Data shown:

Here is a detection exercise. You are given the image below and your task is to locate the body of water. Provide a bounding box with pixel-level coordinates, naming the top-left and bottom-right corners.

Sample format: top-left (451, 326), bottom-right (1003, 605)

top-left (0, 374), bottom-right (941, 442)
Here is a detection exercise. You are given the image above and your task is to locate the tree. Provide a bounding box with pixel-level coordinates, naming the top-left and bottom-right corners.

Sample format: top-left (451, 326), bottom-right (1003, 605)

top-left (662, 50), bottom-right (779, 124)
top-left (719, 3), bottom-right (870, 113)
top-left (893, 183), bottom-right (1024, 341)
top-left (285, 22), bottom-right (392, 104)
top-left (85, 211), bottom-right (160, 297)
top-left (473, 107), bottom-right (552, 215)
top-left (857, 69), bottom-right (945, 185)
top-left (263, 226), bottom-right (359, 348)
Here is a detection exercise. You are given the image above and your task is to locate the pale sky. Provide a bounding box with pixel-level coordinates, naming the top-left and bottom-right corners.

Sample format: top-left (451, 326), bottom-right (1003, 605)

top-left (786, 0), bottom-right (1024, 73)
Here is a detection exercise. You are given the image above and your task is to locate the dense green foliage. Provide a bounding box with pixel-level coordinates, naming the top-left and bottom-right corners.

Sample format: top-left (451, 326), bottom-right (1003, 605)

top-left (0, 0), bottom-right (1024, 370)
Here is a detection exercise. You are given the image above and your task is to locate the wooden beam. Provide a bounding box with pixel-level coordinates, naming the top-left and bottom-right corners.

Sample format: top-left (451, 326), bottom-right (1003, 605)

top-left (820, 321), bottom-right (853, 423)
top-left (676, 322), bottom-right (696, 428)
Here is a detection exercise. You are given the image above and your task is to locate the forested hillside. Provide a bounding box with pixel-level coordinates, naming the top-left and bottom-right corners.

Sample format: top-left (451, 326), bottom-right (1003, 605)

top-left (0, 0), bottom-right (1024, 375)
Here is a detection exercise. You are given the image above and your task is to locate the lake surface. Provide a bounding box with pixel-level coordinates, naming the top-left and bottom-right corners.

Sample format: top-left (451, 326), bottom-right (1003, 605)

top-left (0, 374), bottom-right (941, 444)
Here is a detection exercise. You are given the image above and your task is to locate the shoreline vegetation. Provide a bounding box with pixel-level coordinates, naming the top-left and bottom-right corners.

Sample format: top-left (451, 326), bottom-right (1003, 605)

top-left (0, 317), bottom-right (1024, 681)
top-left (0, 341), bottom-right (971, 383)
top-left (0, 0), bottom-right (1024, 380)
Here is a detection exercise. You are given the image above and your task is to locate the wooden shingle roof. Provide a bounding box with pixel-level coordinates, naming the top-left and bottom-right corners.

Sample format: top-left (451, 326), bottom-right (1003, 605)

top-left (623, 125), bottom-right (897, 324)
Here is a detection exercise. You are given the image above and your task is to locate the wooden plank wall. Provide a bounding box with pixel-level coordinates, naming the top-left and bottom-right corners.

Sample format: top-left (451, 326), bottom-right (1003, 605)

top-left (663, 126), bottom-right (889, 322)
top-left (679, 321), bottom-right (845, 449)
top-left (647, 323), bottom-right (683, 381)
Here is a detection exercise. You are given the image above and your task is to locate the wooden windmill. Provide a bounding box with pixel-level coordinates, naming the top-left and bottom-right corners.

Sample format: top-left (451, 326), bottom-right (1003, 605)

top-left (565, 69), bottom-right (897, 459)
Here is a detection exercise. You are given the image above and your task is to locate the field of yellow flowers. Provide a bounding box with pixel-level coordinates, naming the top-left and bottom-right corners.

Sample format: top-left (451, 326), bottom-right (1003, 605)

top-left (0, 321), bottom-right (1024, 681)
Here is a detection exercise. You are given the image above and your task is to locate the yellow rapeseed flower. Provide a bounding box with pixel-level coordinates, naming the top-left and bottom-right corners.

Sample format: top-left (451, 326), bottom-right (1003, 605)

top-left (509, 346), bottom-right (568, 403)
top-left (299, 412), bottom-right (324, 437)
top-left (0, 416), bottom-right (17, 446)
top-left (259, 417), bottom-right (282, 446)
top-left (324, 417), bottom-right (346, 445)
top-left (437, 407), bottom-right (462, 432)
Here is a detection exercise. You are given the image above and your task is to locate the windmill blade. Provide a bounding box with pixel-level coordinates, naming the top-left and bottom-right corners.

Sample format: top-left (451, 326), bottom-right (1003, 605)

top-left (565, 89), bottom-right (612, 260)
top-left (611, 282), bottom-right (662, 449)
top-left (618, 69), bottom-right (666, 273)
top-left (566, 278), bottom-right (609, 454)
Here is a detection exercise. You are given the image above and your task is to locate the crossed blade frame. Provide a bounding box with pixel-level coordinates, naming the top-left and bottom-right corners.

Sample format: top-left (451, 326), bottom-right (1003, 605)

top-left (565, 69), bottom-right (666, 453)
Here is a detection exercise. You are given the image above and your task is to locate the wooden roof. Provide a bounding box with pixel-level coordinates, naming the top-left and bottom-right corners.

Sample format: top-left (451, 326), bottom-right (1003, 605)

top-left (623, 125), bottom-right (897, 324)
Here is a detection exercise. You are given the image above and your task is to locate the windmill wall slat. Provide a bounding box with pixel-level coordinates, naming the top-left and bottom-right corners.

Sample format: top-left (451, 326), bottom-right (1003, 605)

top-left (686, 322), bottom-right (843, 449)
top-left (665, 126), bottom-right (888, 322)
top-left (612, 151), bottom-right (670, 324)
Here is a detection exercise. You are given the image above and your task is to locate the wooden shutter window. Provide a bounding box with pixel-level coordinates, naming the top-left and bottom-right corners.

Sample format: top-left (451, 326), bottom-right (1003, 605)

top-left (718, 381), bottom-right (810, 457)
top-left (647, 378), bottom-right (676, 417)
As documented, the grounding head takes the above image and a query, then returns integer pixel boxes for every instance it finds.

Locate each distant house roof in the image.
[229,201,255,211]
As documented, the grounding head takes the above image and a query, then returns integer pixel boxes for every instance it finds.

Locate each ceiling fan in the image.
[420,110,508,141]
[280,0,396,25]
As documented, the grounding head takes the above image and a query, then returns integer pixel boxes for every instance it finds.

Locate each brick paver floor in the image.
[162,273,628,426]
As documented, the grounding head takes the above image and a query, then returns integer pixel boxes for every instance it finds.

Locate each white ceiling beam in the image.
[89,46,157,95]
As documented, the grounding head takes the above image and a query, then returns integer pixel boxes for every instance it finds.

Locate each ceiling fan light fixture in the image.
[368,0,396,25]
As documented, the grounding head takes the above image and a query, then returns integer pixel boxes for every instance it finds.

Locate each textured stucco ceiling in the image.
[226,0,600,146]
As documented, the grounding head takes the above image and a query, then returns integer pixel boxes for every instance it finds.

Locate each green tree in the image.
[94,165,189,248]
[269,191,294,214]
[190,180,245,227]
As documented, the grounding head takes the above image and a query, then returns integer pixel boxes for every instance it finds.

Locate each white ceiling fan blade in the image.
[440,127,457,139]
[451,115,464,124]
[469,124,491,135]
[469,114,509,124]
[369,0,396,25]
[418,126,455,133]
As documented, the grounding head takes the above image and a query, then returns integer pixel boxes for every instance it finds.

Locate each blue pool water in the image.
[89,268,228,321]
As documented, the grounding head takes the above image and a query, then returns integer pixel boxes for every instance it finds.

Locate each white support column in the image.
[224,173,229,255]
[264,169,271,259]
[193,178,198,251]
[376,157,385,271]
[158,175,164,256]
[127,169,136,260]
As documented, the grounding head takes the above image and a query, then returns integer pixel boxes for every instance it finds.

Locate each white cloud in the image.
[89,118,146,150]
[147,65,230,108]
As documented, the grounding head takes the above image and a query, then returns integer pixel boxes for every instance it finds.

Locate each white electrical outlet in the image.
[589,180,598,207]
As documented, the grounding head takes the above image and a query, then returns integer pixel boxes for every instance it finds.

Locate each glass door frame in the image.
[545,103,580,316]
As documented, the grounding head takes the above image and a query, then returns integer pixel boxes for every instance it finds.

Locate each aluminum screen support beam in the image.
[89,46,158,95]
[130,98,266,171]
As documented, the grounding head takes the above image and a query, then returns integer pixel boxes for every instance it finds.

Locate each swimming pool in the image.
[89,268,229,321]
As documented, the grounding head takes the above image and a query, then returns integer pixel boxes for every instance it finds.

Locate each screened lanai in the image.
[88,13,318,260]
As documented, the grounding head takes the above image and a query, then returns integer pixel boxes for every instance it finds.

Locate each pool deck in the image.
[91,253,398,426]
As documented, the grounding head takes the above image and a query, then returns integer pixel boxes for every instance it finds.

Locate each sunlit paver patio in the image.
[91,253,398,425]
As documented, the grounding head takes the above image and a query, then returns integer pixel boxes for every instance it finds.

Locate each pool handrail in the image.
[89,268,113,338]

Request: Copy the records word for word from their first line through the line containing "top-left (0, 374), bottom-right (941, 442)", with both of those lines included.

Problem solution:
Here is a detection exercise. You are given the image below and your task is to locate the body of water. Provide a bounding box with pixel-level coordinates, naming the top-left and bottom-right corners.

Sample format: top-left (451, 326), bottom-right (1003, 605)

top-left (0, 374), bottom-right (941, 442)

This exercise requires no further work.